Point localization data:

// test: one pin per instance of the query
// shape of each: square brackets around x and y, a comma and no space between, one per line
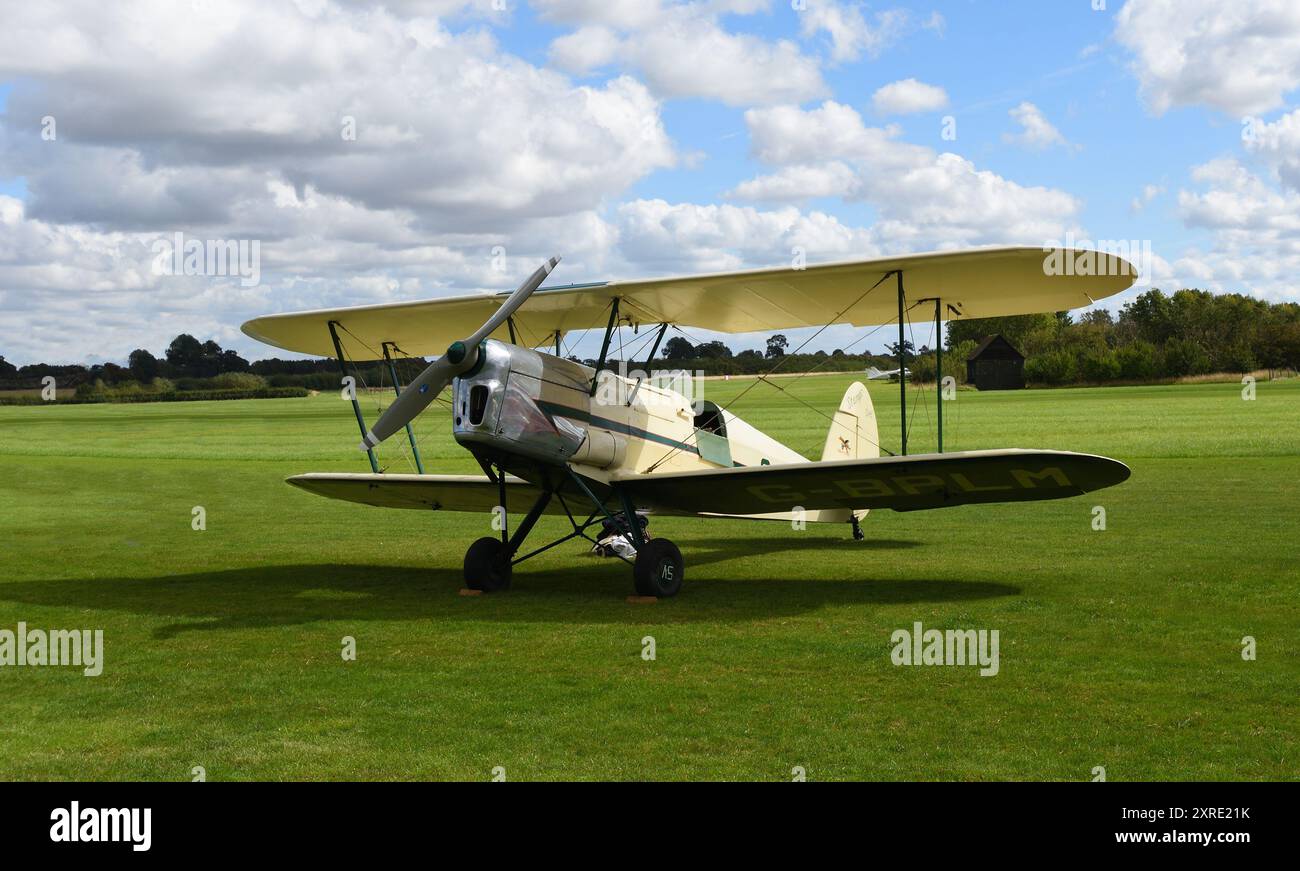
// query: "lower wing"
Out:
[900,482]
[428,492]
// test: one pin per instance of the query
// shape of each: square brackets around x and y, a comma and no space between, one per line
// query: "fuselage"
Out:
[521,410]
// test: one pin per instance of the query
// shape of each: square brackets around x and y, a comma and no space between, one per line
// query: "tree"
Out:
[906,346]
[677,349]
[143,365]
[230,362]
[185,355]
[714,350]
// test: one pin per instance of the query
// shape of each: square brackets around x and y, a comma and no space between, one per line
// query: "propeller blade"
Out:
[414,399]
[459,356]
[512,303]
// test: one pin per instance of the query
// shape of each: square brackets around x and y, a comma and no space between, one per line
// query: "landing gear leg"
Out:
[659,568]
[489,560]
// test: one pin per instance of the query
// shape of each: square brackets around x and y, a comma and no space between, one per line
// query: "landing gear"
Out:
[488,566]
[658,570]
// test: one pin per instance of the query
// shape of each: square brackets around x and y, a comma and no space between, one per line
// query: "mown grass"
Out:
[1118,648]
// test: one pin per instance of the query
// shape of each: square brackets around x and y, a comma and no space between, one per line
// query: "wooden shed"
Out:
[996,365]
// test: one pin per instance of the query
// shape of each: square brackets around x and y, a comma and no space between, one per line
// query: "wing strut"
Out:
[397,389]
[356,404]
[605,345]
[902,363]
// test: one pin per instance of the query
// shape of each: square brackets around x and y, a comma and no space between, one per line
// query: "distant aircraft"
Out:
[891,375]
[553,436]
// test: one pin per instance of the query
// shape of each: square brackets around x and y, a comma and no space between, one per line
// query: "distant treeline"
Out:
[190,367]
[1155,337]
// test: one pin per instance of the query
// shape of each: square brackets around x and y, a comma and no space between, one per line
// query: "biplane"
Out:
[602,446]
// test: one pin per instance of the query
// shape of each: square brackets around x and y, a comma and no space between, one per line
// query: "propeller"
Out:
[460,356]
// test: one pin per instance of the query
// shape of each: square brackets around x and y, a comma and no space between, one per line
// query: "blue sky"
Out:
[635,138]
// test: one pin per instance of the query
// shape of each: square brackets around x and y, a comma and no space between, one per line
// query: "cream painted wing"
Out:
[986,282]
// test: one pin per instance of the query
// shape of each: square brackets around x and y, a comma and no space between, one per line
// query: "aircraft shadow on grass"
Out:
[590,592]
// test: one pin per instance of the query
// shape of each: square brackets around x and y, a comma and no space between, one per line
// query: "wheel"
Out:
[488,566]
[658,570]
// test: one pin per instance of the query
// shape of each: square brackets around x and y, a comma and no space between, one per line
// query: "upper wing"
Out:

YOUR INSTRUCTIONS — Look through the entries above. Copy out every line holding the word "distant".

RESULT OF THIS EXERCISE —
// query: "distant aircraft"
// query: "distant treeline"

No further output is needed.